> Extrait du document:
——————————

Exposition à l’Institut du monde arabe : Regards croisés de Raymond Depardon et Kamel Daoud

20/02/2022 mis à jour: 15:34
1963
Alger 2019, copyright R. Depardon

Multiples sont les résonances du titre de l’exposition : il évoque pour mieux la détourner l’expression populaire au Maghreb pour conjurer le mauvais sort : «Ma main sur ton œil». «Son œil dans ma main» suggère au contraire la rencontre voire le bonheur de cette rencontre entre un photographe -Raymond Depardon - et un écrivain - Kamel Daoud - : tous deux évoquent l’histoire de l’Algérie, le premier par une série de photographies, le second par des textes qui résonnent avec les photographies.

——————————

Enregistrements du jeu de données
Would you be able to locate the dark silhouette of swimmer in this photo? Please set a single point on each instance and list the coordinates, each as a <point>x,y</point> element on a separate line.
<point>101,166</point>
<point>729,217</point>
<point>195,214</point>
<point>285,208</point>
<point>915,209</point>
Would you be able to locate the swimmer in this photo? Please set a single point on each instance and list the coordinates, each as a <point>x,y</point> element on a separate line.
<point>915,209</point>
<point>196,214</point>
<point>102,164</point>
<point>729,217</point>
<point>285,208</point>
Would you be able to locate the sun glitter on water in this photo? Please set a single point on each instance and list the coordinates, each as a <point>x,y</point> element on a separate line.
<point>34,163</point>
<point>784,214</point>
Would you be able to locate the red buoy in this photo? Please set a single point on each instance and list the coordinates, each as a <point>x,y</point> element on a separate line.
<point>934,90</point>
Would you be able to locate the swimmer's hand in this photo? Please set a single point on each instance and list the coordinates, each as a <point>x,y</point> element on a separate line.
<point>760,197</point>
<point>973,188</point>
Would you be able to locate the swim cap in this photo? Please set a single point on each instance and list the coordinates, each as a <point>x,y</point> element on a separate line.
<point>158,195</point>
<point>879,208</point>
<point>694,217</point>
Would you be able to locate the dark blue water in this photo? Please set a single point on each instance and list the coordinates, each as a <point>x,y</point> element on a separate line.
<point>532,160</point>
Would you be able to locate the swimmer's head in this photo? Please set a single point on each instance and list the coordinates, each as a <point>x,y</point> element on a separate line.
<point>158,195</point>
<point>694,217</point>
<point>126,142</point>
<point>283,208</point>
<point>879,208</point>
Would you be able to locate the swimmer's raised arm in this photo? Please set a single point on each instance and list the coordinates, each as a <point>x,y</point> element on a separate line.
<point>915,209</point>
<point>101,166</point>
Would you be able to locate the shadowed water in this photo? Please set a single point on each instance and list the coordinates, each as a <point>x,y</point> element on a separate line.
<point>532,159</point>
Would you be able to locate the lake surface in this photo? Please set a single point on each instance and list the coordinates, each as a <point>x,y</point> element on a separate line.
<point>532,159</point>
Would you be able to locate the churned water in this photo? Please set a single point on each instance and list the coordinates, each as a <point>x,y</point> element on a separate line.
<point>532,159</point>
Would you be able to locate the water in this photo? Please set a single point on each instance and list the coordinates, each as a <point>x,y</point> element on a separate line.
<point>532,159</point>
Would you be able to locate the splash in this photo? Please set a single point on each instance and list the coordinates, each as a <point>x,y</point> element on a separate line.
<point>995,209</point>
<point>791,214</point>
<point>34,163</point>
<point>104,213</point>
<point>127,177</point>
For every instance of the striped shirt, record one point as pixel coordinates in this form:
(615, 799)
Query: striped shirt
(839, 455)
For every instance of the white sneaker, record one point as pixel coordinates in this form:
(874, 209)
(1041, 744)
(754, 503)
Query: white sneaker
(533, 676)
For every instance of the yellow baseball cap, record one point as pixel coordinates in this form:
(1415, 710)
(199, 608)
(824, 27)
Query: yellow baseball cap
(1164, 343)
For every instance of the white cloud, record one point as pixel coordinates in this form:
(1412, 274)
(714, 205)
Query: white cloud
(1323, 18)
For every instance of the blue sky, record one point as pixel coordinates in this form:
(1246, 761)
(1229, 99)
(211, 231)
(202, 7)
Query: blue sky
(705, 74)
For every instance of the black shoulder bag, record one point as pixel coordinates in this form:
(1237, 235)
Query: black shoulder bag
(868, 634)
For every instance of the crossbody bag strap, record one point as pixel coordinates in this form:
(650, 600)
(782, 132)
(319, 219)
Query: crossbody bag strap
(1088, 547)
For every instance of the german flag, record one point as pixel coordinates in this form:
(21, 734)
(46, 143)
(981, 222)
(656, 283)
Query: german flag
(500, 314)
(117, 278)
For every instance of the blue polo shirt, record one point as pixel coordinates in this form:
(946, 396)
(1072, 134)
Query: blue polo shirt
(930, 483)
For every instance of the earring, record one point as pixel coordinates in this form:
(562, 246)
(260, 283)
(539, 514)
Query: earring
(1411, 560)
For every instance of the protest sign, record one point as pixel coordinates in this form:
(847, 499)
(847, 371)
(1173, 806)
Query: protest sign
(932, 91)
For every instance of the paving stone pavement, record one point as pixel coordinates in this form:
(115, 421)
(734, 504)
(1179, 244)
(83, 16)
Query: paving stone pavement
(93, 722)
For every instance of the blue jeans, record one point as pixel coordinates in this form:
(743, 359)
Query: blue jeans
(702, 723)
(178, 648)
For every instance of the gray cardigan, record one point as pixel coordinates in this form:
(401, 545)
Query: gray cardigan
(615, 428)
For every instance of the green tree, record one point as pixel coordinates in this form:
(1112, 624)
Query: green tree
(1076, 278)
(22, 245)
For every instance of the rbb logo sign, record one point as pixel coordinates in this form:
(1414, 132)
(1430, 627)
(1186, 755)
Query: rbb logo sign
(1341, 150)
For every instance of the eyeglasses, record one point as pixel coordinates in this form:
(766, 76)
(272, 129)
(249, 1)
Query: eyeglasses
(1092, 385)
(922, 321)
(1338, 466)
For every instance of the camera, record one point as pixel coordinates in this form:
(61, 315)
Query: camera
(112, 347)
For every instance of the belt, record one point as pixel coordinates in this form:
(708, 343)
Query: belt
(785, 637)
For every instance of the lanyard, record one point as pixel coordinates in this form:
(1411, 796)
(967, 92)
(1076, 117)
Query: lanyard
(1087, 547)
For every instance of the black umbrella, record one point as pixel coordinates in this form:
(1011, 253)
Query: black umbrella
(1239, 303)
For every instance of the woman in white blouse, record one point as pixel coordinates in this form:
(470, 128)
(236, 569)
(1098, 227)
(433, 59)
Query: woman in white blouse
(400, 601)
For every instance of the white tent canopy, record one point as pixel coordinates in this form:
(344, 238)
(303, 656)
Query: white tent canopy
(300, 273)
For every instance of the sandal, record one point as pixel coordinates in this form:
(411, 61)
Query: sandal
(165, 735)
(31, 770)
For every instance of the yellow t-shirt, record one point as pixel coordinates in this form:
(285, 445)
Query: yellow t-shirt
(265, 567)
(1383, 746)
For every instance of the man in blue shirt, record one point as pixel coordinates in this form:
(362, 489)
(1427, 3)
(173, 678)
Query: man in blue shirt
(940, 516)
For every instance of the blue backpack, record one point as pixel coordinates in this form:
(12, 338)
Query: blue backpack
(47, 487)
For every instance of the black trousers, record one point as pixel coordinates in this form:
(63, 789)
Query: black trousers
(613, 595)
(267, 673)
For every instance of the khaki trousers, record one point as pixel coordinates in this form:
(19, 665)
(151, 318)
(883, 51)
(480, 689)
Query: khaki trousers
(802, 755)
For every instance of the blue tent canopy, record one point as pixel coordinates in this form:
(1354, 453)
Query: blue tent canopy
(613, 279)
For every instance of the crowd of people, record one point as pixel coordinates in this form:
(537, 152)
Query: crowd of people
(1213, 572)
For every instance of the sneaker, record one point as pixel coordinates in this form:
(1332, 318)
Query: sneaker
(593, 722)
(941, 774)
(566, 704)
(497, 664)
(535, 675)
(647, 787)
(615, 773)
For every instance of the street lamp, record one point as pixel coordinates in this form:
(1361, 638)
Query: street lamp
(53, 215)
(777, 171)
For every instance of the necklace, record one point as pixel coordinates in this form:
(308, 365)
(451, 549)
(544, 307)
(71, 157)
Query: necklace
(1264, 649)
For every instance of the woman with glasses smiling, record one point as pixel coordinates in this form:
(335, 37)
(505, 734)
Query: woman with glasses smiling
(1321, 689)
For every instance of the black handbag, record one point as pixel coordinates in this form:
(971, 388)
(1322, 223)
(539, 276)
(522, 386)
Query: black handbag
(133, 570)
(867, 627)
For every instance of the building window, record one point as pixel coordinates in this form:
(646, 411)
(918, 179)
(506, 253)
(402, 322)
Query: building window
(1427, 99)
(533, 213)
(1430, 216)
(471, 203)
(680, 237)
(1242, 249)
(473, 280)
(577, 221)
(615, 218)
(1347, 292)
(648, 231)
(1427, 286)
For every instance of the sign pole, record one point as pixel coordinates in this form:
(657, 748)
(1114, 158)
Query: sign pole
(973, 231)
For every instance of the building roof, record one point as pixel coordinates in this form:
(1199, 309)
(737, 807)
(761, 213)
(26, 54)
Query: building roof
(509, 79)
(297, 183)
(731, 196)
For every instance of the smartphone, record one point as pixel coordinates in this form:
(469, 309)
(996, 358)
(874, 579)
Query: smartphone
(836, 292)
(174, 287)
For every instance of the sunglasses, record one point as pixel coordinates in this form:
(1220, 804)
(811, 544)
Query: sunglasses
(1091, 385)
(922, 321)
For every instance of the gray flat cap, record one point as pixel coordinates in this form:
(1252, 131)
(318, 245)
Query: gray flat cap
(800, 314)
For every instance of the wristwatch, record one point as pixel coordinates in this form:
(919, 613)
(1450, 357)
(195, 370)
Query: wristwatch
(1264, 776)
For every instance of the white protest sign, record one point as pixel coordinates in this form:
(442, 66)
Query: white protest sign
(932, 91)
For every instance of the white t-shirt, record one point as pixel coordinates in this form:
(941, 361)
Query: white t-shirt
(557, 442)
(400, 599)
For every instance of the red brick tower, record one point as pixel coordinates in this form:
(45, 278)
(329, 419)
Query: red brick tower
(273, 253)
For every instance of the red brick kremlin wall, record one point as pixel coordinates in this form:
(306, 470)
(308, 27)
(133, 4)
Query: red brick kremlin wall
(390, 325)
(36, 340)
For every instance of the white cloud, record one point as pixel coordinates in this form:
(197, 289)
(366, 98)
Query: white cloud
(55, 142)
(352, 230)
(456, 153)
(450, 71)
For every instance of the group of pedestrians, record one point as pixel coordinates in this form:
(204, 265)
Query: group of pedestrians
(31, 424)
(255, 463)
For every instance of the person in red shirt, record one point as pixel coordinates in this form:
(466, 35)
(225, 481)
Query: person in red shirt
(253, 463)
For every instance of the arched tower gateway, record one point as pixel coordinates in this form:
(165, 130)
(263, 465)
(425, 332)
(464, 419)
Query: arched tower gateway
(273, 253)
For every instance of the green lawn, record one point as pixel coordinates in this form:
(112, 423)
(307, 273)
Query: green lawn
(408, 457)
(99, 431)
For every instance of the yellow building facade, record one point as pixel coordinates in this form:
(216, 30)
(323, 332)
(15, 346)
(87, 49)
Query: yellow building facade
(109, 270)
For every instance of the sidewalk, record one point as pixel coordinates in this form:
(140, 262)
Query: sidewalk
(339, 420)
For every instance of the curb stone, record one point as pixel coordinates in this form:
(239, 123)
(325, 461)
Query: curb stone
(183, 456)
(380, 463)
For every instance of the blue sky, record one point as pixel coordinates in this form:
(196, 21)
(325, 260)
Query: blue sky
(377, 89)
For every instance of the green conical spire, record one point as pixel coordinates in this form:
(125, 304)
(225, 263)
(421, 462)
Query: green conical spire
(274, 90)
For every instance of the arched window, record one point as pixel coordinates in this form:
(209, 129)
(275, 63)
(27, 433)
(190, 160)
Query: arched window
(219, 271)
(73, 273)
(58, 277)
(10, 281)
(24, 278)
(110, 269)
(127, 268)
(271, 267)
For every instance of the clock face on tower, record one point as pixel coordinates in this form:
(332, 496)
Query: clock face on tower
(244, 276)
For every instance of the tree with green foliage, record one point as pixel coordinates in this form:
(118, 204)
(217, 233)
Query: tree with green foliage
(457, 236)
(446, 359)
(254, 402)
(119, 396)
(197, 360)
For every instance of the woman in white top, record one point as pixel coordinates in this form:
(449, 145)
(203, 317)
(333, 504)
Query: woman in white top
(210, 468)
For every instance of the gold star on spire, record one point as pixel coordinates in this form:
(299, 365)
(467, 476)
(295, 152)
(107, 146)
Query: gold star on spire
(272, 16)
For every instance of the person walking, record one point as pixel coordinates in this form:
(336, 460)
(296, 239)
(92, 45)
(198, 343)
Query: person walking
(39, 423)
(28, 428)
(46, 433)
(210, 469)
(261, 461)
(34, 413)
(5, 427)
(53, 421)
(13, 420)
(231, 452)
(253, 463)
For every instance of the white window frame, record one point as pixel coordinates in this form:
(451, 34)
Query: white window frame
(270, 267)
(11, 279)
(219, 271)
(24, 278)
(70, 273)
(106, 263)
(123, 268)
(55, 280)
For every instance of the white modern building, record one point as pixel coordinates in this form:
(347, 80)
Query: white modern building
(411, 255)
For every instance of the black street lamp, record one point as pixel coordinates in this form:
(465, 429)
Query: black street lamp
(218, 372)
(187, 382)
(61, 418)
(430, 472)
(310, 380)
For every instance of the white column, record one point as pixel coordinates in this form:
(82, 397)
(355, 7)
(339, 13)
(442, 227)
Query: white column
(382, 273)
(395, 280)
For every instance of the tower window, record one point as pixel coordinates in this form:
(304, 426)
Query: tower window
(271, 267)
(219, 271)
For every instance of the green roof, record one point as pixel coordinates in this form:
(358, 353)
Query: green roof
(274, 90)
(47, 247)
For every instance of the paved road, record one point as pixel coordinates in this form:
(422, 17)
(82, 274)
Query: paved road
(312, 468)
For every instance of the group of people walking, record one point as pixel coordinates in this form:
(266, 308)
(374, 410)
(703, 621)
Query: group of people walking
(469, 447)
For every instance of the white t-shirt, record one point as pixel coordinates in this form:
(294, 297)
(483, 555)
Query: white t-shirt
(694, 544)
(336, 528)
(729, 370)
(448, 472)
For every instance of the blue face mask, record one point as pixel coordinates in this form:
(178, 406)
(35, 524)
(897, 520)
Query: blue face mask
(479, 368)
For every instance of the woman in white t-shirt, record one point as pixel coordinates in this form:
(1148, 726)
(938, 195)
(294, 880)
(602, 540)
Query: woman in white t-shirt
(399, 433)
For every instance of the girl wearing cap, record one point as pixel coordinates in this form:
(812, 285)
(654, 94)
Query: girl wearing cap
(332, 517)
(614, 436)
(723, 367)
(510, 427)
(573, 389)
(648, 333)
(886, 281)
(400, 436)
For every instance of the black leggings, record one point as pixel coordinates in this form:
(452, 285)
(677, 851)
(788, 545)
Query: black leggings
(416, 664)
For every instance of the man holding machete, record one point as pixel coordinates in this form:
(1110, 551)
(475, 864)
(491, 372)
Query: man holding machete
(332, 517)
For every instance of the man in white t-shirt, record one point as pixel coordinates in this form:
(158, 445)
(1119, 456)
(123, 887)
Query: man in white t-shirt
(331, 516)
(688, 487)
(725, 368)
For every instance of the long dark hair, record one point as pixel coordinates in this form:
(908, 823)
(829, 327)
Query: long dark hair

——————————

> Consigne A:
D'après l'article sur l'exposition, répondez brièvement à chaque question :
(i) Dans quel établissement l'exposition a-t-elle lieu ?
(ii) Quelle expression populaire au Maghreb le titre de l'exposition détourne-t-il ?
(iii) Par quel moyen Kamel Daoud évoque-t-il l'histoire de l'Algérie ?
> Consigne B: Poursuivez l'article sur l'exposition de Raymond Depardon et Kamel Daoud à partir de sa dernière phrase.
Les enregistrements ne sont d'aucune utilité ici.

> Réponse A:
(i) À l'Institut du monde arabe.
(ii) «Ma main sur ton œil».
(iii) Par des textes qui résonnent avec les photographies.

> Réponse B:
Deux moments sont concernés : l’année 1961 qui conduit aux accords du 19 mars 1962, l’année 2019 où a commencé le mouvement du 22 février. Mais c’est moins l’Histoire (avec un grand «H») que montre l’exposition que l’histoire quotidienne de la vie en Algérie, vie souvent sous tension en 1961, vie en ébullition en septembre 2019.

 L’exposition elle-même est issue d’un livre publié aux éditions Barzakh, à l’initiative de Claudine Nougaret. De facture classique, l’exposition alterne photographies et textes courts ou extraits selon un rythme impulsé par l’écrivain, tandis que des panneaux reproduisent des textes plus longs qui scandent aussi l’ouvrage. Ces jeux texte-image, loin d’être formalistes, ouvrent sur plusieurs possibilités de parcours pour le spectateur-lecteur.

«Son œil dans ma main. Algérie 1961-2019»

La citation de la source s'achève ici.